VORLIEGENDER TEXT —

Entscheidungsstichwort (Thema)

Pflicht des Arbeitgebers zur Fortsetzung der Gewährung von kostenlosen Freifahrtmöglichkeiten nach Eintritt in den Ruhestand. Ablösung durch Betriebsvereinbarung zu Lasten von Arbeitnehmern in der Passivphase der Altersteilzeit

 

Leitsatz (amtlich)

1. Gewährt ein Unternehmen des öffentlichen Nahverkehrs seinen Arbeitnehmern und deren Ehegatten sowie nach Eintritt in den Ruhestand den Betriebsrentnern und deren Ehegatten jahrzehntelang kostenlose Freifahrtmöglichkeiten, so handelt es sich für die Zeit des Ruhestandes um Leistungen der betrieblichen Altersversorgung. Dies gilt auch betreffend die Ehegatten der Betriebsrentner.

VORGEGEBENE ANFRAGE 1 — Als welche Art von Leistungen gelten die kostenlosen Freifahrtmöglichkeiten laut dem vorliegenden Text für die Zeit des Ruhestandes?
Der Text und die Datensätze stehen in keinem Zusammenhang miteinander.

EINGABEDATEN —

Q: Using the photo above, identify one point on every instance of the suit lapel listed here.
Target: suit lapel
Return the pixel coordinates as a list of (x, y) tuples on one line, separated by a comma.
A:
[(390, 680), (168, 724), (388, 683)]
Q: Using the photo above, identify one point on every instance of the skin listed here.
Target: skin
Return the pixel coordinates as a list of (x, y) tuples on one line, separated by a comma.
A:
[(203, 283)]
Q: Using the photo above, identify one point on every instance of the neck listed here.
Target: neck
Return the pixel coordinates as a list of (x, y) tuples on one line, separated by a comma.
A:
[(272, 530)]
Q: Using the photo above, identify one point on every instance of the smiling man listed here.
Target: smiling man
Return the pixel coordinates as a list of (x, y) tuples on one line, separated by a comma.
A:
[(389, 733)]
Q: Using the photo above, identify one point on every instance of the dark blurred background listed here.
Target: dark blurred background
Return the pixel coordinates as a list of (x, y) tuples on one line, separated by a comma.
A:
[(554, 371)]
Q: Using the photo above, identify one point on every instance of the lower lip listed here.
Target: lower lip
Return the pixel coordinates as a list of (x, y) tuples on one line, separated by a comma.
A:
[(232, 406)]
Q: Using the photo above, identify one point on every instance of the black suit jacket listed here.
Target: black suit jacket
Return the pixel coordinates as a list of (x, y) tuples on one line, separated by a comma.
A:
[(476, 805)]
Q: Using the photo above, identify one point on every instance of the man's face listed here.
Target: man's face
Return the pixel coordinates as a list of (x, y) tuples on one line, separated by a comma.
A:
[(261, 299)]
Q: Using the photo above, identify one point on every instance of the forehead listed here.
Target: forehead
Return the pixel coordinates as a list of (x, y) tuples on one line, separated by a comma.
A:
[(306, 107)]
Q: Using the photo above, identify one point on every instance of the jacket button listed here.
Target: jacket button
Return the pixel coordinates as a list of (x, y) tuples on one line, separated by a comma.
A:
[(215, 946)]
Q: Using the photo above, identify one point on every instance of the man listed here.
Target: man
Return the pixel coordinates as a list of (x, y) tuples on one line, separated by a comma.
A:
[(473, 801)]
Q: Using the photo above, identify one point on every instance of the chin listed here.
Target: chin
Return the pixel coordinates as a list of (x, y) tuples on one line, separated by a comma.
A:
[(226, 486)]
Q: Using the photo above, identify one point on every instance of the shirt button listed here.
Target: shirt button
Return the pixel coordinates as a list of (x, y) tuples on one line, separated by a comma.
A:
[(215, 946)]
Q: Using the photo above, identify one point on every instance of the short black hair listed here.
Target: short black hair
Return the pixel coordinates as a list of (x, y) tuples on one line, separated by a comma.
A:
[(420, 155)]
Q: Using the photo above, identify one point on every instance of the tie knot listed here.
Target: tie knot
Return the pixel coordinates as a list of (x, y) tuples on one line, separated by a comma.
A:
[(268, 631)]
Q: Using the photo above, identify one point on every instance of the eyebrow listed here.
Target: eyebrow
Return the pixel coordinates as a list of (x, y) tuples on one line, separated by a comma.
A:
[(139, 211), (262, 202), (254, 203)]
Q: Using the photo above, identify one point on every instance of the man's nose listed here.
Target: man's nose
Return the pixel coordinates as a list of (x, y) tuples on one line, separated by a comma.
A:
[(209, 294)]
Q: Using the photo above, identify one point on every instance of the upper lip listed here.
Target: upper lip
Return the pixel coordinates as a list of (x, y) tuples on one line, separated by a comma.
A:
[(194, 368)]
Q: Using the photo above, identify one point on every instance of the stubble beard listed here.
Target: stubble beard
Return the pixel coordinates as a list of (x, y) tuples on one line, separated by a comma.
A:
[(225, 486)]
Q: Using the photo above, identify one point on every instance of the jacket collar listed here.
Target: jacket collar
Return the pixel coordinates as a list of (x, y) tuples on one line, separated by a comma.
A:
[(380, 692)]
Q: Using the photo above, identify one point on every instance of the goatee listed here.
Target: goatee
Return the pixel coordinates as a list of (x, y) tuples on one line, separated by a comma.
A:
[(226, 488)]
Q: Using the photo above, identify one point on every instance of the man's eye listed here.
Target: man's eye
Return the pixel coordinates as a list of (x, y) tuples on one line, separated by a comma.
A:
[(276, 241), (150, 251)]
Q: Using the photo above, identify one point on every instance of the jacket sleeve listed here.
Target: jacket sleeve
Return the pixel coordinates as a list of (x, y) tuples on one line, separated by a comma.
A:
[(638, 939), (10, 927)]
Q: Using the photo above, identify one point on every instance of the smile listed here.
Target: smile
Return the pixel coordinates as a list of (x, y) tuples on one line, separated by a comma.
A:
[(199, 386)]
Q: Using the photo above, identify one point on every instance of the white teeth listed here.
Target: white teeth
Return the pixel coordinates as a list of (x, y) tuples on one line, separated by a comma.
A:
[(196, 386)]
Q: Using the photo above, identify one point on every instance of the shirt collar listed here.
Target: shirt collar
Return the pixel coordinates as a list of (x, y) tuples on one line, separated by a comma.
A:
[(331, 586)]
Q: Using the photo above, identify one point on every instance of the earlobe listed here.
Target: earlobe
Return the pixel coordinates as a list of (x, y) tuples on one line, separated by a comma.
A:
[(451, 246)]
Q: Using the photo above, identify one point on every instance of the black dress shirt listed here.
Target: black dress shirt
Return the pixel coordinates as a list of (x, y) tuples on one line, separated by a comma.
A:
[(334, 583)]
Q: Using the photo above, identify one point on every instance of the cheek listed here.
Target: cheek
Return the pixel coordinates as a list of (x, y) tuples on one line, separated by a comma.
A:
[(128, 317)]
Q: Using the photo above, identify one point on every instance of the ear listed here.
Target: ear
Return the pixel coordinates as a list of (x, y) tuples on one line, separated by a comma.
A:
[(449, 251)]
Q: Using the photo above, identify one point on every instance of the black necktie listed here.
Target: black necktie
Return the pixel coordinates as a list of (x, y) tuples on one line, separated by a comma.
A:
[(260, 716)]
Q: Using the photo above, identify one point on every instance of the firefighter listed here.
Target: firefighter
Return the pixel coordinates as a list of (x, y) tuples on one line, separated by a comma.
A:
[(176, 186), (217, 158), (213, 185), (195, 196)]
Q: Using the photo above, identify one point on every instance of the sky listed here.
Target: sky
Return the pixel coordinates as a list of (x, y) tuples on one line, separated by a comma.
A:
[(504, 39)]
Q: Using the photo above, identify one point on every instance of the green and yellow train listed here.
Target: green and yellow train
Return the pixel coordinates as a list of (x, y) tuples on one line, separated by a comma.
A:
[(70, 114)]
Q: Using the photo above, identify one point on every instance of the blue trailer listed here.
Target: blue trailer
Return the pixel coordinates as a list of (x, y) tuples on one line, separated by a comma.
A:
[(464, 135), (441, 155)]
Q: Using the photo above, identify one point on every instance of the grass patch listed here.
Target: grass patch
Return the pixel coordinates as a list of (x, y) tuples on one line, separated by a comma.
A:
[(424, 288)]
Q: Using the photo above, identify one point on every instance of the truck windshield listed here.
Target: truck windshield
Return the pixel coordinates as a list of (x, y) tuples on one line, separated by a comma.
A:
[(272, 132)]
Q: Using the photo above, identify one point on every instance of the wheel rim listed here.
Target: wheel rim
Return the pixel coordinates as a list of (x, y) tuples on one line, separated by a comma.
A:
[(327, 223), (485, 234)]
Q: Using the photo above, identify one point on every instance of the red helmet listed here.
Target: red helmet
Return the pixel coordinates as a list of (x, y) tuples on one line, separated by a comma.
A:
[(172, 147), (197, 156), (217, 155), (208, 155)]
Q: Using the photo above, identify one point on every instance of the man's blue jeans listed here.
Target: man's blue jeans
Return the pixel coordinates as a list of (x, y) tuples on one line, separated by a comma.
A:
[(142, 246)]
--
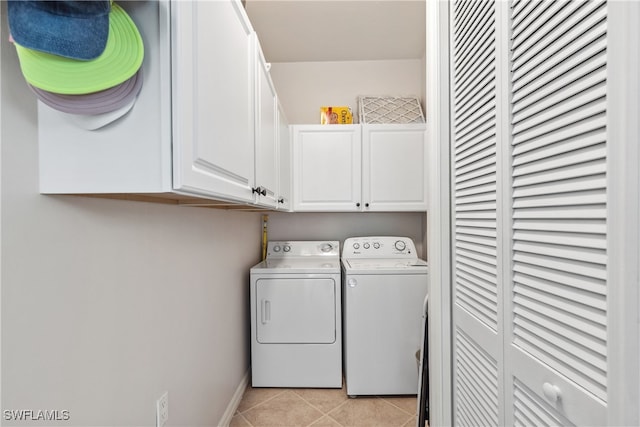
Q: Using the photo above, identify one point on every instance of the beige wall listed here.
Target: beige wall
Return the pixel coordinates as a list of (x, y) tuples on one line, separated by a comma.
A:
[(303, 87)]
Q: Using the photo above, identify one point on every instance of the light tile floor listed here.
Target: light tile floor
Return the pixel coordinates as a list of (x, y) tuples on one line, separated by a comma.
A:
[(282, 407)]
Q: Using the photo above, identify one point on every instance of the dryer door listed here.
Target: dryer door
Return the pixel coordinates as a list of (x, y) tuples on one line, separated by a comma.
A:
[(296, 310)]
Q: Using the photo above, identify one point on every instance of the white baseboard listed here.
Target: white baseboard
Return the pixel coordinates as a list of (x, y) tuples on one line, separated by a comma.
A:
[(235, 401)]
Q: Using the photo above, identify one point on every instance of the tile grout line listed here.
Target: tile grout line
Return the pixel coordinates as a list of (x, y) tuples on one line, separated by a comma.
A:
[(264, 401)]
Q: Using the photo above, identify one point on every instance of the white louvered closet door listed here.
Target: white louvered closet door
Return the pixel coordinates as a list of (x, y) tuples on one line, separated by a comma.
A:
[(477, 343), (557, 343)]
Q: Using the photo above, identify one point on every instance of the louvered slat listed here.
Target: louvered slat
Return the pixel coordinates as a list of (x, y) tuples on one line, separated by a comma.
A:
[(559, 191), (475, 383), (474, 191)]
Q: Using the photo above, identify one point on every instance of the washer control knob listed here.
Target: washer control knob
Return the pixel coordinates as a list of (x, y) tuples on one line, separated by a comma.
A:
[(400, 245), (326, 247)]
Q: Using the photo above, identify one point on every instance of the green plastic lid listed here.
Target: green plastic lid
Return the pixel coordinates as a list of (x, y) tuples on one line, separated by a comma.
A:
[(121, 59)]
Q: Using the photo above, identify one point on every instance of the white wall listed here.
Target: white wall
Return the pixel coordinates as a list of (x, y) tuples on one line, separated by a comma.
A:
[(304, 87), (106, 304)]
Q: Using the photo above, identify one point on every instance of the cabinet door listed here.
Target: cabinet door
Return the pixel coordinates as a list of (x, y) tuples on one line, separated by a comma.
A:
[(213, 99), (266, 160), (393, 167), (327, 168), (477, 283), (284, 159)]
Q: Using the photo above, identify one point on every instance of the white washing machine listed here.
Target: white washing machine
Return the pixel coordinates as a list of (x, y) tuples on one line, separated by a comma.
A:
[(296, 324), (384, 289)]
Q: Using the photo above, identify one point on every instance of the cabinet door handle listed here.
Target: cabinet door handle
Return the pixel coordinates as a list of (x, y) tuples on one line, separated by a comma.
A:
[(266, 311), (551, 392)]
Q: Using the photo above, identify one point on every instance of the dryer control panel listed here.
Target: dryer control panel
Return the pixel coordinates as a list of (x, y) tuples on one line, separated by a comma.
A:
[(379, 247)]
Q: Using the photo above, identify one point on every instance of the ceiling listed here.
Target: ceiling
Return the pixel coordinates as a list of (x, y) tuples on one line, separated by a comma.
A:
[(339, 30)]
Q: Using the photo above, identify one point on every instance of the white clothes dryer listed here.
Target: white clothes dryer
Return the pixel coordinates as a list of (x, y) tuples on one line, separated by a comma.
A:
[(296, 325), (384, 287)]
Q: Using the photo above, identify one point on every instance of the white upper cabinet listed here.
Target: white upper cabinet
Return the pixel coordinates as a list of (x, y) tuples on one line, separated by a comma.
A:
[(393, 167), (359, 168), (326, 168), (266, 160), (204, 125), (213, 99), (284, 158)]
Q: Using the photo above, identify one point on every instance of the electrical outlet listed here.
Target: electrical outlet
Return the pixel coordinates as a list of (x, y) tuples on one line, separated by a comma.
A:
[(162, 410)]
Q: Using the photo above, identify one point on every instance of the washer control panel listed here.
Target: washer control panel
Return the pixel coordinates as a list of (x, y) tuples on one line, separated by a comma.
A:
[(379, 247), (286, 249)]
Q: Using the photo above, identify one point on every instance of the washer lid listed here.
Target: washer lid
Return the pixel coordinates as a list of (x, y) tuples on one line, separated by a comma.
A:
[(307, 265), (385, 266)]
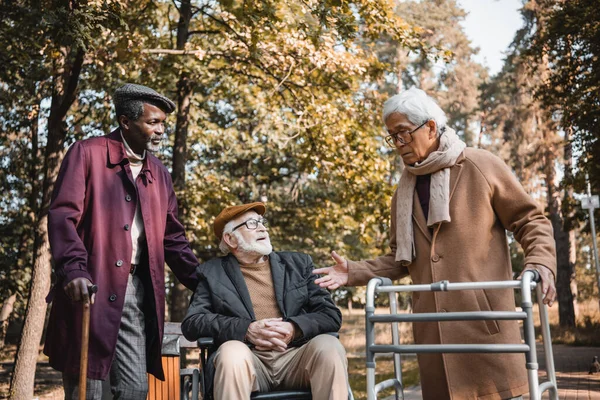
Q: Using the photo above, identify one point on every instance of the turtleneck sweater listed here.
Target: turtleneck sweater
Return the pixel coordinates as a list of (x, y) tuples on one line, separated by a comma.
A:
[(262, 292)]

VORGEGEBENE ANFRAGE 2 — Schreib aus den Datensätzen nur die Zeilen von der Zeile mit „chin listed here.“ bis einschließlich der Zeile mit „[(226, 486)]“ samt Anfragen neu. Multipliziere dabei jede Koordinate in den Antworten mit 2,1 und runde auf ganze Zahlen, wobei halbe Werte aufgerundet werden.

ANTWORT 1 — Als Leistungen der betrieblichen Altersversorgung.

ANTWORT 2 —
Q: Using the photo above, identify one point on every instance of the chin listed here.
Target: chin
Return the pixel coordinates as a list of (x, y) tuples on one line, separated by a comma.
A:
[(475, 1021)]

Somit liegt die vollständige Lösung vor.